_Stored data entries_.
════════════════════
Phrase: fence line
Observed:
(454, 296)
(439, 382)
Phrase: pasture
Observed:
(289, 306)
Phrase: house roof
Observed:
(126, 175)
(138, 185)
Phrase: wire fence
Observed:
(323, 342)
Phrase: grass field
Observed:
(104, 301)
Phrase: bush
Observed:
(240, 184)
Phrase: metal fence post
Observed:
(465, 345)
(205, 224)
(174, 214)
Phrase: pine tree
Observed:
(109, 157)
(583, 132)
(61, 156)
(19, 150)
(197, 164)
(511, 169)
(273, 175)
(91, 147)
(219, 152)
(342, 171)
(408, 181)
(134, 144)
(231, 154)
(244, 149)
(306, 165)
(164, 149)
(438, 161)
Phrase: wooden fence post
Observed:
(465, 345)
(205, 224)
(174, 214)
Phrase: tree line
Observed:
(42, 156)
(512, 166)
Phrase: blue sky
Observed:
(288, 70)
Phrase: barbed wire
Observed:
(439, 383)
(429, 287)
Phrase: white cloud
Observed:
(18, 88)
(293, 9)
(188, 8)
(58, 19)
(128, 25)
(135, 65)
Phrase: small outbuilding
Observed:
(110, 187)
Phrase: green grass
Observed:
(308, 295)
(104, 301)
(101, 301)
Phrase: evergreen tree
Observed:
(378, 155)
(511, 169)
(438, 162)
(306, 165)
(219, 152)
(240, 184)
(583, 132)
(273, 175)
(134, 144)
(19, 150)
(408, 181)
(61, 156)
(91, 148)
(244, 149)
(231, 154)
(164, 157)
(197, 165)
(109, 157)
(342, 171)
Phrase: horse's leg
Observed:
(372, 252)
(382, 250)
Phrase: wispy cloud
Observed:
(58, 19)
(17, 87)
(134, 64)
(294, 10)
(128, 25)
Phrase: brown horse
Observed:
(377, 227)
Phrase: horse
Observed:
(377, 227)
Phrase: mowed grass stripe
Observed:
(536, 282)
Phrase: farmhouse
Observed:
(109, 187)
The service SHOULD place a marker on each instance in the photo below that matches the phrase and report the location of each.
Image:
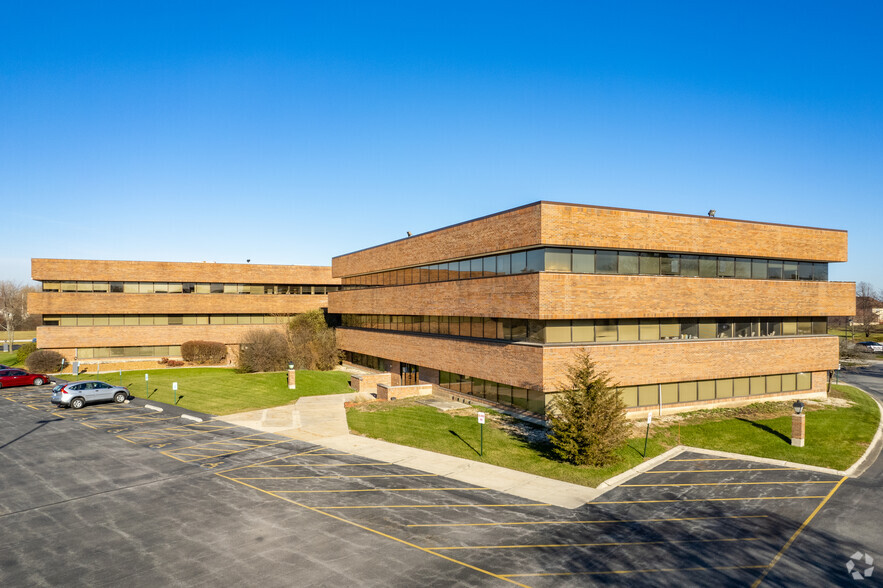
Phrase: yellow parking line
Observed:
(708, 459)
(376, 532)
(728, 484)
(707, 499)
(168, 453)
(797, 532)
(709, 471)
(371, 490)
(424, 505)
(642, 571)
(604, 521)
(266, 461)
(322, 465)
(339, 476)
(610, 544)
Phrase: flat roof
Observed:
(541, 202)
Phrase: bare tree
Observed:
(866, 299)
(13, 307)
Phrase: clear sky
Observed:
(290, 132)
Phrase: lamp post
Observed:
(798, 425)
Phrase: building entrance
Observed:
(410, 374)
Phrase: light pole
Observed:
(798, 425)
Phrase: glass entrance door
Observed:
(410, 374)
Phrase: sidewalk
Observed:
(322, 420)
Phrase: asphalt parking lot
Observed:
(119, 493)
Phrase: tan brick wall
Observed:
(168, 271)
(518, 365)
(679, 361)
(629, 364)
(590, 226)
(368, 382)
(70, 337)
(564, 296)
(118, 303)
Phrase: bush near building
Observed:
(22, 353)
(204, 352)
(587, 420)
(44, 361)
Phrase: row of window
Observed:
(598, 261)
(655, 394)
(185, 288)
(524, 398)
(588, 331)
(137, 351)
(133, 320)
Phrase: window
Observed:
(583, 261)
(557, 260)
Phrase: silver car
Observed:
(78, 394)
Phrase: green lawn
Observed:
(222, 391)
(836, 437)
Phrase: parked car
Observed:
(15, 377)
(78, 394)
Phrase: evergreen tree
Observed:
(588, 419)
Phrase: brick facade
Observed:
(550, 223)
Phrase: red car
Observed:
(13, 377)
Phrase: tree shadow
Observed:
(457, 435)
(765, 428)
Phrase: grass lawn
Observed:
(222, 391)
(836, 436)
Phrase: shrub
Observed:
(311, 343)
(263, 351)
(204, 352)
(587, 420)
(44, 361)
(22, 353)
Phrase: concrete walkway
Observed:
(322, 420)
════════════════════
Transcribe all the lines above exactly, apart from the pictures.

_WRITTEN RESPONSE_.
Phrase: fence line
Observed:
(454, 296)
(439, 382)
Phrase: pasture
Observed:
(289, 306)
Phrase: house roof
Observed:
(126, 175)
(138, 185)
Phrase: wire fence
Observed:
(323, 342)
Phrase: grass field
Observed:
(104, 301)
Phrase: bush
Observed:
(240, 184)
Phrase: metal fence post
Observed:
(465, 345)
(205, 224)
(174, 214)
Phrase: pine tree
Observed:
(109, 157)
(583, 132)
(61, 156)
(19, 150)
(197, 164)
(511, 169)
(273, 175)
(91, 147)
(219, 152)
(342, 171)
(408, 181)
(134, 144)
(231, 154)
(244, 149)
(306, 165)
(164, 149)
(438, 161)
Phrase: wooden fence post
Observed:
(465, 345)
(205, 224)
(174, 214)
Phrase: tree line
Observed:
(42, 156)
(512, 166)
Phrase: blue sky
Observed:
(288, 70)
Phrase: barbed wire
Observed:
(439, 383)
(429, 287)
Phrase: white cloud
Observed:
(18, 88)
(293, 9)
(188, 8)
(58, 19)
(128, 25)
(135, 65)
Phrase: small outbuilding
Observed:
(110, 187)
Phrase: green grass
Observed:
(308, 295)
(104, 301)
(101, 301)
Phrase: evergreen tree
Observed:
(378, 155)
(511, 169)
(438, 162)
(306, 165)
(219, 152)
(240, 184)
(583, 132)
(273, 175)
(134, 144)
(19, 150)
(408, 181)
(61, 156)
(91, 148)
(244, 149)
(231, 154)
(164, 157)
(197, 165)
(109, 157)
(342, 171)
Phrase: horse's leg
Observed:
(372, 252)
(382, 250)
Phrase: wispy cloud
Observed:
(58, 19)
(17, 87)
(134, 64)
(294, 10)
(128, 25)
Phrase: brown horse
Observed:
(377, 227)
Phrase: horse
Observed:
(377, 227)
Phrase: mowed grass stripe
Observed:
(536, 282)
Phrase: farmhouse
Observed:
(109, 187)
The service SHOULD place a marker on each instance in the photo below that matches the phrase and report the location of each.
Image:
Phrase: yellow parking line
Observed:
(708, 459)
(376, 532)
(728, 484)
(707, 499)
(168, 453)
(797, 532)
(709, 471)
(371, 490)
(424, 505)
(642, 571)
(604, 521)
(266, 461)
(322, 465)
(339, 476)
(610, 544)
Phrase: flat roof
Observed:
(541, 202)
Phrase: bare tree
Observed:
(866, 299)
(13, 307)
Phrase: clear sky
Observed:
(290, 132)
Phrase: lamp post
Observed:
(798, 425)
Phrase: building entrance
Observed:
(410, 374)
Phrase: light pole
Observed:
(798, 425)
Phrase: glass entrance door
Observed:
(410, 374)
Phrase: sidewalk
Observed:
(322, 420)
Phrase: asphalt parking lot
Observed:
(119, 493)
Phrase: tan brick wall
Observed:
(168, 271)
(518, 365)
(679, 361)
(629, 364)
(590, 226)
(368, 382)
(70, 337)
(564, 296)
(118, 303)
Phrase: bush near building
Observed:
(22, 353)
(204, 352)
(587, 420)
(44, 361)
Phrase: row of window
Observed:
(598, 261)
(655, 394)
(185, 288)
(524, 398)
(588, 331)
(137, 351)
(133, 320)
Phrase: window
Observed:
(583, 261)
(557, 260)
Phrase: silver car
Observed:
(78, 394)
Phrase: green lawn
Observed:
(222, 391)
(836, 437)
Phrase: parked car
Observed:
(15, 377)
(78, 394)
Phrase: evergreen tree
Observed:
(588, 419)
Phrase: brick facade
Observed:
(550, 223)
Phrase: red car
Observed:
(13, 377)
Phrase: tree shadow
Observed:
(457, 435)
(765, 428)
Phrase: grass lawn
Observed:
(222, 391)
(836, 436)
Phrase: shrub
Observed:
(311, 343)
(263, 351)
(204, 352)
(587, 420)
(44, 361)
(22, 353)
Phrase: concrete walkway
Observed:
(322, 420)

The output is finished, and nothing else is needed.